== Aim ==
Retype the rows below without any change, beginning at the line containing "Mark a dot on each instance of the number" and continuing through the last row.

== Information shown ==
>>>
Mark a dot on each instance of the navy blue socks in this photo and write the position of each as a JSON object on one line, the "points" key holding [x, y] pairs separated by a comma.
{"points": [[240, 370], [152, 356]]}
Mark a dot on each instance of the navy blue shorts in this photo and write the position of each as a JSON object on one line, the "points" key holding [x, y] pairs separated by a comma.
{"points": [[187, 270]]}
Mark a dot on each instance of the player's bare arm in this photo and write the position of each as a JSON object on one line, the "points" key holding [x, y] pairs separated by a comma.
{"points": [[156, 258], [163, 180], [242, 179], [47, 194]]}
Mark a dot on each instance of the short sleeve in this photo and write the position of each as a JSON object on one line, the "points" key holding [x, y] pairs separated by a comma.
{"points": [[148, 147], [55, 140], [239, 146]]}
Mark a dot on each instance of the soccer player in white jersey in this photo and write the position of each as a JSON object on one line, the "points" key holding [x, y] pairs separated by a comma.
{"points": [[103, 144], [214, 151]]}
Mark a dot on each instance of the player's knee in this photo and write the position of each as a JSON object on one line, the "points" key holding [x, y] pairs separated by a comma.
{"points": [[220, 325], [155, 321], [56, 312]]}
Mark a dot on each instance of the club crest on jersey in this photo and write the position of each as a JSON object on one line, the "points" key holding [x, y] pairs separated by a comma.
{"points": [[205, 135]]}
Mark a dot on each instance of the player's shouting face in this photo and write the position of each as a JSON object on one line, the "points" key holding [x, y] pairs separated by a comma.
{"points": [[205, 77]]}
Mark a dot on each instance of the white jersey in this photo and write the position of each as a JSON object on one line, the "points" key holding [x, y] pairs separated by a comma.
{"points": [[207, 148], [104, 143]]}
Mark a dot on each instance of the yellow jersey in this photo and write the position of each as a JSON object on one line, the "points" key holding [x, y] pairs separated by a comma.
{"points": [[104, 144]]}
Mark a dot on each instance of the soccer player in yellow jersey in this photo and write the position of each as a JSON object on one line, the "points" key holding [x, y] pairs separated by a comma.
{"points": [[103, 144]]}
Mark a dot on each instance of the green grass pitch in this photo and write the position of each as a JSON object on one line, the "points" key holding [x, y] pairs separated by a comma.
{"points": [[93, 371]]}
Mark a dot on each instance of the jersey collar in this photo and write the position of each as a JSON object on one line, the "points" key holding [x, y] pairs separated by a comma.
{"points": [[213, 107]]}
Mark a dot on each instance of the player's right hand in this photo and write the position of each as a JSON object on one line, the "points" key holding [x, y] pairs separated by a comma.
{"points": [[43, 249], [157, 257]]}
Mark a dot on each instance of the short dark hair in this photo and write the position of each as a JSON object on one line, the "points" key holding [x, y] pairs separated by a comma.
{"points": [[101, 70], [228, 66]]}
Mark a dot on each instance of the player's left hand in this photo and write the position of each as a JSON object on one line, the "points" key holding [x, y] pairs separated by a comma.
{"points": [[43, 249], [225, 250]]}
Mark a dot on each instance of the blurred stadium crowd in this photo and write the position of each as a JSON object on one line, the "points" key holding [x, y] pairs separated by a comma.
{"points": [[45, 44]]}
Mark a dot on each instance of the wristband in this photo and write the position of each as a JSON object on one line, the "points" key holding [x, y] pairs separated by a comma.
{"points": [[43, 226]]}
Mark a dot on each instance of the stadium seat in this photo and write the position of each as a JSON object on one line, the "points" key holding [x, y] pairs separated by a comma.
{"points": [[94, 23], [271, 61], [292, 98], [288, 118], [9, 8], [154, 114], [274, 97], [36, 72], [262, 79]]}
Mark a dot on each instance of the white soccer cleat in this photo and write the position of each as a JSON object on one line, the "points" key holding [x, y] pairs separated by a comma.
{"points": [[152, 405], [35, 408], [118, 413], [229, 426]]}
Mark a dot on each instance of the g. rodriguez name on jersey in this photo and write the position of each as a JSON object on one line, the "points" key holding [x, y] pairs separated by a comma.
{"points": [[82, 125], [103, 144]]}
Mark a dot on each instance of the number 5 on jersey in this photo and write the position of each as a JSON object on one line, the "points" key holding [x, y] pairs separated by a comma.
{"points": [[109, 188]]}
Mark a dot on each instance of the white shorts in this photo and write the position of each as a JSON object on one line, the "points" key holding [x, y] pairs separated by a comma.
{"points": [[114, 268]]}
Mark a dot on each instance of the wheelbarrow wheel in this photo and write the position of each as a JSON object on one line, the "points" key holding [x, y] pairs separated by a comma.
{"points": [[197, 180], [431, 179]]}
<<<
== Task answer ==
Mark a dot on each instance of the number 5 on jersey in this photo and write the position of each as a JSON object on one line, the "points" key holding [x, y] pairs separated by a comma.
{"points": [[109, 188]]}
Mark a dot on each instance of the white shorts in this photo and write the position of each as a JSON object on one line, the "points" key holding [x, y] pairs separated by a comma.
{"points": [[114, 268]]}
Mark a dot on each instance of the wheelbarrow wheel in this photo and write the position of each as a JSON object on one line, the "points" key holding [x, y] pairs separated by a comma.
{"points": [[197, 180], [431, 179]]}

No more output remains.